» **GIVEN TEXT**
• • • •

If the cluster was already created, get only the config file containing the necessary information to connect to the cluster and point the KUBECONFIG variable to the file. If there is no cluster, you can create a ppc64le cluster with kubeadm. The script that can run the prow job on the ppc64le cluster must be used on an x86 machine (no ppc64le support for kind).
On a ppc64le machine : See https://github.com/ppc64le-cloud/test-infra/wiki/Creating-Kubernetes-cluster-with-kubeadm-on-Power
On an x86 machine:
rm -rf $HOME/.kube/config/admin.conf
nano $HOME/.kube/config/admin.conf
# Copy the admin.conf from the ppc64le machine
export KUBECONFIG=$HOME/.kube/config/admin.conf
# Check if the cluster is running
kubectl cluster-info
On either of these machines, where the ppc64le cluster is running, configure the secrets (docker-s3-credentials and docker-token if needed).
On the x86 machine :
# Set CONFIG_PATH and JOB_CONFIG_PATH with an absolute path
export CONFIG_PATH="$(pwd)/test-infra/config/prow/config.yaml"

• • • •

» **DATA EXCERPT**
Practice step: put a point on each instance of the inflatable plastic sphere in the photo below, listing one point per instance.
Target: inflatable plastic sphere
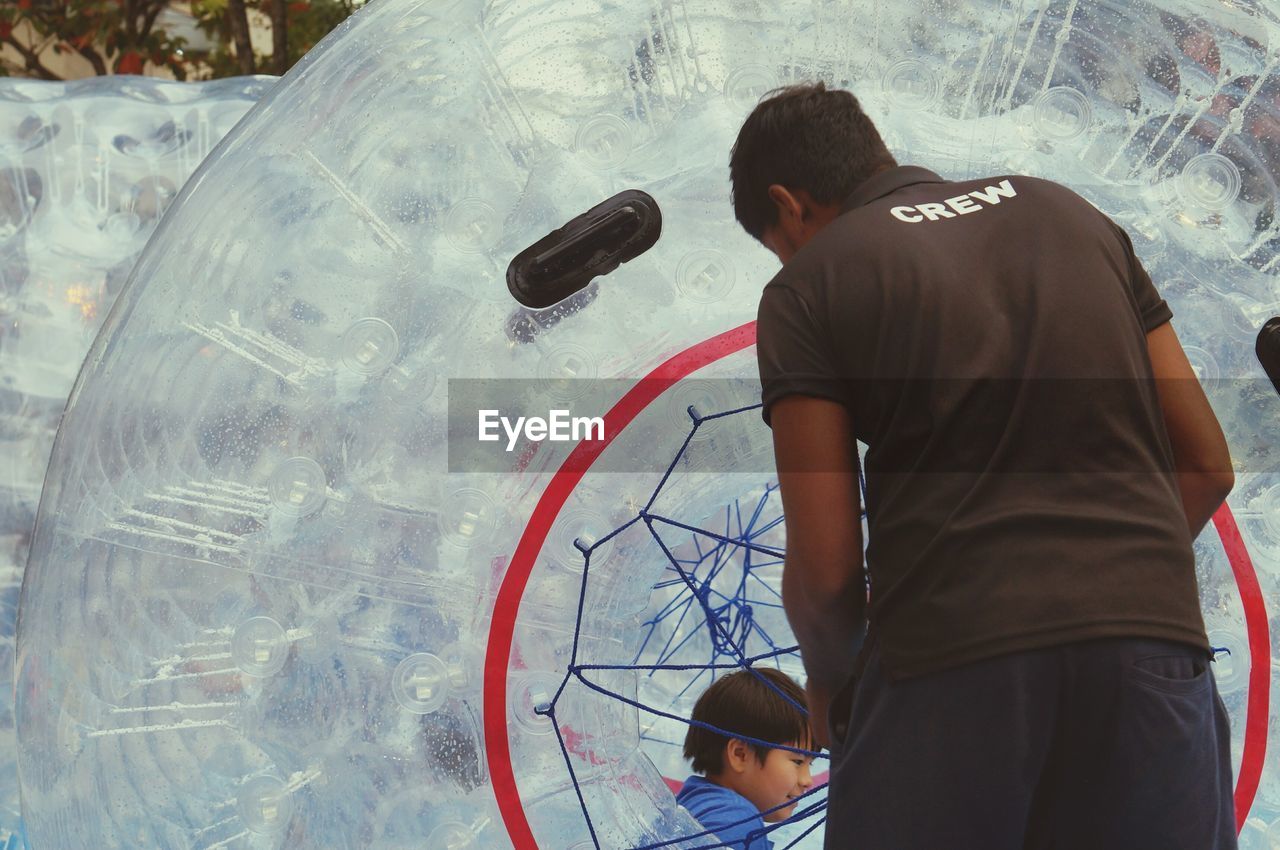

• • • •

According to the cluster setup instructions, why must the script that runs the prow job be used on an x86 machine?

» **TASK SOLUTION**
Because kind has no ppc64le support.